# Start of Extracted data

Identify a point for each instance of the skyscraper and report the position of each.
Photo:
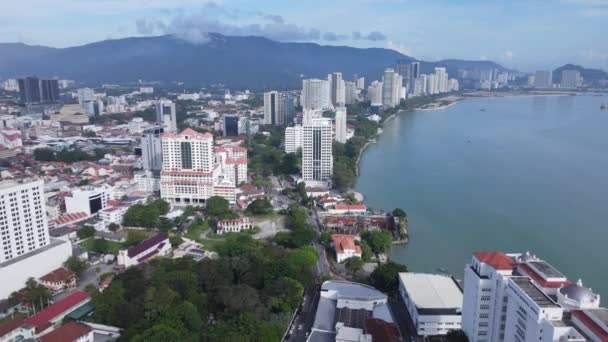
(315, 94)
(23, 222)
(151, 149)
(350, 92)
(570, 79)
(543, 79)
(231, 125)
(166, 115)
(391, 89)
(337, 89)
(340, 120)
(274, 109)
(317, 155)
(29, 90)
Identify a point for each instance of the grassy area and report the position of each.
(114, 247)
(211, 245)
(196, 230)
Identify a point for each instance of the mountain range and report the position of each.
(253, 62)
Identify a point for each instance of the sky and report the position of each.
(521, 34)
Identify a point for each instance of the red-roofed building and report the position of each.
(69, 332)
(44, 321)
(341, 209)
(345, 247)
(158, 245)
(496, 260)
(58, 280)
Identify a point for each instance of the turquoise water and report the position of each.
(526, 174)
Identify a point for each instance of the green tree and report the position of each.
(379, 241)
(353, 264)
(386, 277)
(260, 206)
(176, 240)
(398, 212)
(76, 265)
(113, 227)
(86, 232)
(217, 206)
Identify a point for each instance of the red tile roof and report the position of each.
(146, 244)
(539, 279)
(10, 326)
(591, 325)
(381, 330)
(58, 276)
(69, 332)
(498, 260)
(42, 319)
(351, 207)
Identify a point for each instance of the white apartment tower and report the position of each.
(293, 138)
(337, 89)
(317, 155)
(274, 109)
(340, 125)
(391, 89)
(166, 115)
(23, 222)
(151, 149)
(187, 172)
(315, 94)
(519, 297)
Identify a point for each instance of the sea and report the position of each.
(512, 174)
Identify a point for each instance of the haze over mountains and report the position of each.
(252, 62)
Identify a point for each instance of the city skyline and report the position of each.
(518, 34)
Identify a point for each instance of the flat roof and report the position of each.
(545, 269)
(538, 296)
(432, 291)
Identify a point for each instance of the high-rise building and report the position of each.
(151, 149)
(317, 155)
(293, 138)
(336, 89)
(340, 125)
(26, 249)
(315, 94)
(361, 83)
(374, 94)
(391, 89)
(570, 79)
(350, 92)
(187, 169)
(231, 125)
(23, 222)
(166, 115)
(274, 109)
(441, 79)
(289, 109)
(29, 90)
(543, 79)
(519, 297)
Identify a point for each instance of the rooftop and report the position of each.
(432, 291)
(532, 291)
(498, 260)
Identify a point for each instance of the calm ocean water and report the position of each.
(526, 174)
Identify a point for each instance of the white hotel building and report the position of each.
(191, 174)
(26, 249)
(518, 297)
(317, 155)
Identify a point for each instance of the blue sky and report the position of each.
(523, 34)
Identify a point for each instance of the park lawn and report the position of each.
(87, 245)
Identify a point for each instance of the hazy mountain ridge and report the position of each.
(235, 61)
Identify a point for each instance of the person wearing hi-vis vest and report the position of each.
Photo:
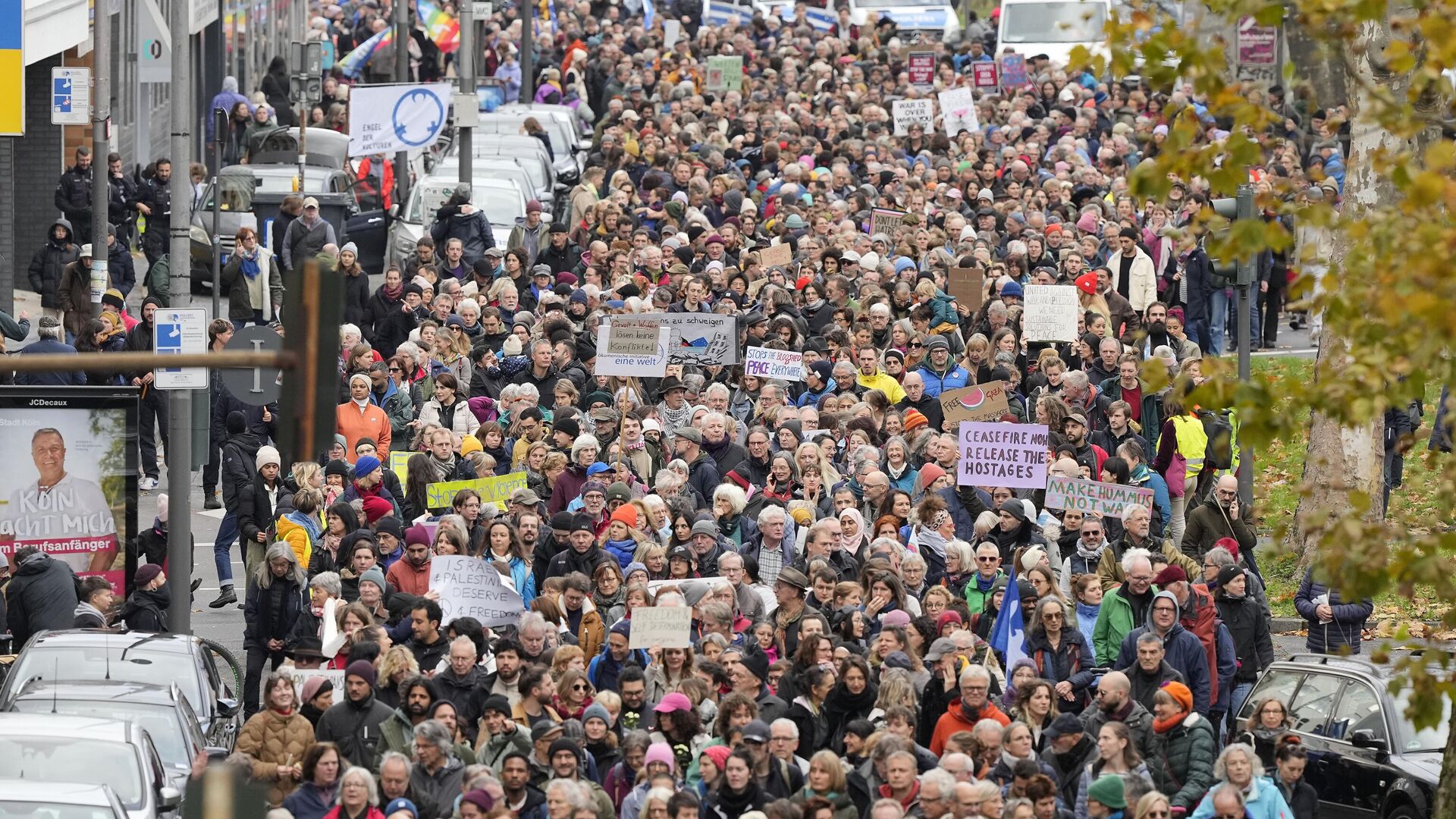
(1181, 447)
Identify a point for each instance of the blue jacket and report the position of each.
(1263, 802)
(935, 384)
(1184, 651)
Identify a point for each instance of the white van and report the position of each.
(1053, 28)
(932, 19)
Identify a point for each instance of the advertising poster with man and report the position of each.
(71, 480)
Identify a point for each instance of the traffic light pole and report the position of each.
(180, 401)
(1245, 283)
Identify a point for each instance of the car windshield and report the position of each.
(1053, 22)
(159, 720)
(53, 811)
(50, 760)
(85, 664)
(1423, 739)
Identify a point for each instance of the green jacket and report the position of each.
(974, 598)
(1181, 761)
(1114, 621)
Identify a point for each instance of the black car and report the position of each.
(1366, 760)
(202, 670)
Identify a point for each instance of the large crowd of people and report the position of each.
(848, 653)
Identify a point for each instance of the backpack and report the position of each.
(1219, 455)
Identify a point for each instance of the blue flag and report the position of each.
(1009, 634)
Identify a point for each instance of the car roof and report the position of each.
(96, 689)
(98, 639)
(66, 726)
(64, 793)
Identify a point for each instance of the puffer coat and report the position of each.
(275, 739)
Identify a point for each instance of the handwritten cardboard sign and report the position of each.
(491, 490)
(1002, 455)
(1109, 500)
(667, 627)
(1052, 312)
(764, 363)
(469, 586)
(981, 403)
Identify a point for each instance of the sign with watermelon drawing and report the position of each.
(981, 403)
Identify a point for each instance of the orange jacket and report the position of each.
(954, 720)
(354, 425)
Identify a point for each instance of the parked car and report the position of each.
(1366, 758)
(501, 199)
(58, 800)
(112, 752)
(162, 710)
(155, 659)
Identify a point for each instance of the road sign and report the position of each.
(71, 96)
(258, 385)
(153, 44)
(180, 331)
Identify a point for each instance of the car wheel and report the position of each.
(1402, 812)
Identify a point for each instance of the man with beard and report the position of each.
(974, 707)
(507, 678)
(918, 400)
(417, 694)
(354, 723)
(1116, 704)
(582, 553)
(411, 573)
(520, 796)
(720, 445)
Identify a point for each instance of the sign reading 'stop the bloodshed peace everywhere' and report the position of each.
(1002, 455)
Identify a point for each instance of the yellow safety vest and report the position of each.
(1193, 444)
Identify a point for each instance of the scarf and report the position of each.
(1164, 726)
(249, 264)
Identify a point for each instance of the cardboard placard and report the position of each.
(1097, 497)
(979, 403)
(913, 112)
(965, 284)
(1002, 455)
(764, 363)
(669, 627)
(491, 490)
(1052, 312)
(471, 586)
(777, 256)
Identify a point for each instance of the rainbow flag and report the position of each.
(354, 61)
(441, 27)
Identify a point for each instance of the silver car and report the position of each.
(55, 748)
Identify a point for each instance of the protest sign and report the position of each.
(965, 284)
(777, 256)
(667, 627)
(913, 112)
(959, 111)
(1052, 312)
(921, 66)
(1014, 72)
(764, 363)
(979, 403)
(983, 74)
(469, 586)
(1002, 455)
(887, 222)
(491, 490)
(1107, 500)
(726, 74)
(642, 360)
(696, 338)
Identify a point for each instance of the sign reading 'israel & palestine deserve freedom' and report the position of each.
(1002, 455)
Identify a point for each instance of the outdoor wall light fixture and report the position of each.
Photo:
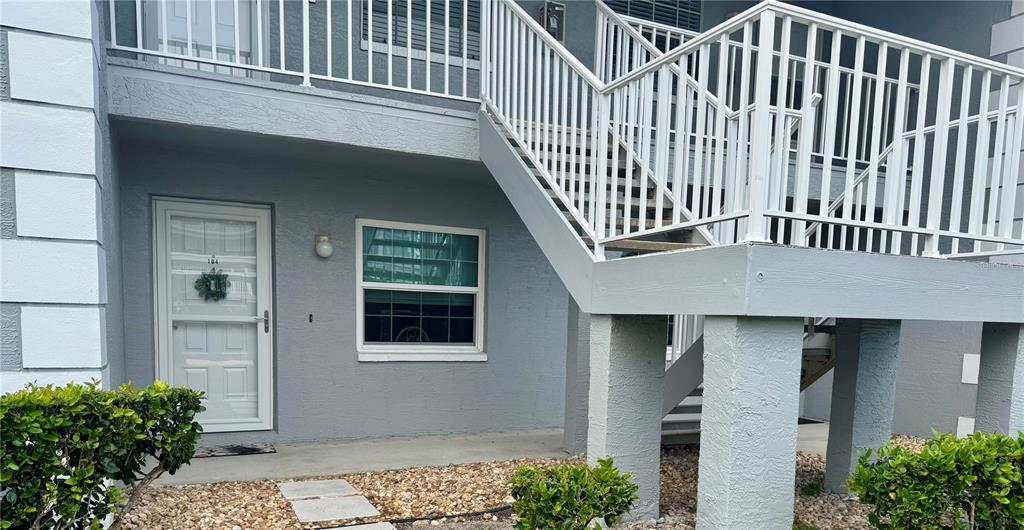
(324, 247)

# End of Extracted data

» **Directions for this task**
Rewrite every line of the listing above as a numbered list, dropping blank lines. Leave the pictures out.

» **Answer for the task**
1. Identify a point for each instance of the skyscraper and report the position of each.
2. Photo:
3. (315, 94)
4. (23, 222)
5. (151, 149)
6. (350, 92)
7. (570, 79)
8. (543, 79)
9. (231, 125)
10. (166, 115)
11. (391, 89)
12. (337, 89)
13. (340, 120)
14. (274, 109)
15. (317, 155)
16. (29, 90)
17. Identify a point for each instance of the grassy area and report the position of each.
18. (114, 247)
19. (211, 245)
20. (196, 230)
21. Identify a point for each instance of the mountain range and report the position of each.
22. (253, 62)
23. Identify a point for each instance of the sky and report the position of each.
24. (521, 34)
25. Identify a point for each instance of the red-roofed building and report the position of each.
26. (69, 332)
27. (44, 321)
28. (341, 209)
29. (345, 247)
30. (158, 245)
31. (496, 260)
32. (58, 280)
33. Identify a point for each instance of the turquoise water and report the position of each.
34. (526, 174)
35. Identify a point for each instance of the green tree and report the position of each.
36. (379, 241)
37. (353, 264)
38. (386, 277)
39. (260, 206)
40. (176, 240)
41. (398, 212)
42. (76, 265)
43. (113, 227)
44. (86, 232)
45. (217, 206)
46. Identify a point for each instance of the red tile roof and report the position of each.
47. (146, 244)
48. (539, 279)
49. (10, 326)
50. (591, 325)
51. (381, 330)
52. (58, 276)
53. (69, 332)
54. (498, 260)
55. (42, 319)
56. (351, 207)
57. Identify a point for each instance of the white apartment tower and report the position of each.
58. (293, 138)
59. (337, 89)
60. (317, 155)
61. (274, 109)
62. (340, 125)
63. (391, 89)
64. (166, 115)
65. (23, 222)
66. (151, 149)
67. (187, 172)
68. (315, 94)
69. (519, 297)
70. Identify a point for each instance of the sea and report the position of each.
71. (512, 174)
72. Identify a point for each instance of the haze over mountains and report the position of each.
73. (252, 62)
74. Identify a point for each instance of the city skyline and report the position of each.
75. (518, 34)
76. Identify a point for each instance of the flat roof and report the position of each.
77. (545, 269)
78. (538, 296)
79. (432, 291)
80. Identify a point for each instance of the high-rise building and report the position of each.
81. (151, 149)
82. (317, 155)
83. (293, 138)
84. (336, 89)
85. (340, 125)
86. (26, 249)
87. (315, 94)
88. (361, 83)
89. (374, 94)
90. (391, 89)
91. (570, 79)
92. (350, 92)
93. (187, 169)
94. (231, 125)
95. (23, 222)
96. (166, 115)
97. (274, 109)
98. (441, 79)
99. (289, 109)
100. (29, 90)
101. (543, 79)
102. (519, 297)
103. Identify a point for each instance of the rooftop and report the position of each.
104. (432, 291)
105. (532, 291)
106. (498, 260)
107. Identify a point for each instance of the calm ocean water and report the position of each.
108. (526, 174)
109. Identify a point for each instance of the white hotel building and report the position of each.
110. (191, 174)
111. (26, 249)
112. (518, 297)
113. (317, 155)
114. Identify a point for each instance of the blue sky and report the position of each.
115. (523, 34)
116. Identify a point for each instance of the park lawn and report the position of each.
117. (87, 245)
118. Identify a point for each instance of the hazy mountain ridge and report the position of each.
119. (235, 61)
120. Identify a point for each instance of the person wearing hi-vis vest and report the position of each.
121. Photo:
122. (1181, 447)
123. Identify a point for each instance of the blue jacket and report the position of each.
124. (1263, 802)
125. (935, 384)
126. (1184, 651)
127. Identify a point for each instance of the white van and report the position of each.
128. (1053, 28)
129. (932, 19)
130. Identify a point for each instance of the advertising poster with man and report the position of each.
131. (71, 480)
132. Identify a point for each instance of the traffic light pole and report the position of each.
133. (180, 401)
134. (1245, 283)
135. Identify a point for each instance of the car windshield and report the position of each.
136. (1053, 22)
137. (159, 720)
138. (53, 811)
139. (50, 760)
140. (85, 664)
141. (1423, 739)
142. Identify a point for each instance of the green jacket and report the position of each.
143. (974, 598)
144. (1181, 761)
145. (1114, 621)
146. Identify a point for each instance of the black car and report the position of each.
147. (1366, 760)
148. (202, 670)
149. Identify a point for each instance of the large crowd of people and report the position of each.
150. (848, 653)
151. Identify a point for each instance of the backpack and report the position of each.
152. (1219, 455)
153. Identify a point for each instance of the blue flag and report the position of each.
154. (1009, 634)
155. Identify a point for each instance of the car roof and report the position of each.
156. (96, 689)
157. (98, 639)
158. (66, 726)
159. (64, 793)
160. Identify a point for each instance of the puffer coat and report the position of each.
161. (275, 739)
162. Identify a point for each instance of the handwritten cardboard sign and report the position of each.
163. (491, 490)
164. (1002, 455)
165. (1109, 500)
166. (667, 627)
167. (1052, 312)
168. (764, 363)
169. (469, 586)
170. (981, 403)
171. Identify a point for each instance of the sign with watermelon drawing and report the position of each.
172. (981, 403)
173. Identify a point for each instance of the orange jacket and report the position of each.
174. (954, 720)
175. (354, 425)
176. Identify a point for each instance of the parked car and report the position of each.
177. (1366, 758)
178. (501, 199)
179. (58, 800)
180. (112, 752)
181. (162, 710)
182. (155, 659)
183. Identify a point for each instance of the road sign and report the position of each.
184. (71, 96)
185. (258, 385)
186. (153, 44)
187. (180, 331)
188. Identify a point for each instance of the car wheel and report the position of each.
189. (1402, 812)
190. Identify a point for each instance of the man with beard and report the position of each.
191. (974, 707)
192. (507, 678)
193. (918, 400)
194. (417, 694)
195. (354, 723)
196. (1116, 704)
197. (582, 553)
198. (411, 573)
199. (520, 796)
200. (720, 445)
201. Identify a point for each instance of the sign reading 'stop the bloodshed peace everywhere' and report the position of each.
202. (1002, 455)
203. Identify a point for each instance of the yellow safety vest and report the position of each.
204. (1193, 444)
205. Identify a point for each instance of the scarf and report the position of each.
206. (1164, 726)
207. (249, 264)
208. Identify a point for each instance of the cardboard placard and report the position of each.
209. (1097, 497)
210. (979, 403)
211. (913, 112)
212. (965, 284)
213. (1002, 455)
214. (764, 363)
215. (669, 627)
216. (491, 490)
217. (1052, 312)
218. (471, 586)
219. (777, 256)
220. Identify a point for each instance of the rainbow flag and report the position of each.
221. (354, 61)
222. (441, 27)
223. Identify a point for each instance of the silver car and report the position of each.
224. (55, 748)
225. Identify a point for each instance of the protest sign and report the position of each.
226. (965, 284)
227. (777, 256)
228. (667, 627)
229. (913, 112)
230. (959, 111)
231. (1052, 312)
232. (921, 66)
233. (1014, 72)
234. (764, 363)
235. (979, 403)
236. (983, 74)
237. (469, 586)
238. (1002, 455)
239. (887, 222)
240. (491, 490)
241. (1107, 500)
242. (726, 74)
243. (642, 360)
244. (696, 338)
245. Identify a point for each instance of the sign reading 'israel & palestine deserve freedom' and report the position of each.
246. (1002, 455)
247. Identify a point for each instance of the outdoor wall light fixture and report the position of each.
248. Photo:
249. (324, 247)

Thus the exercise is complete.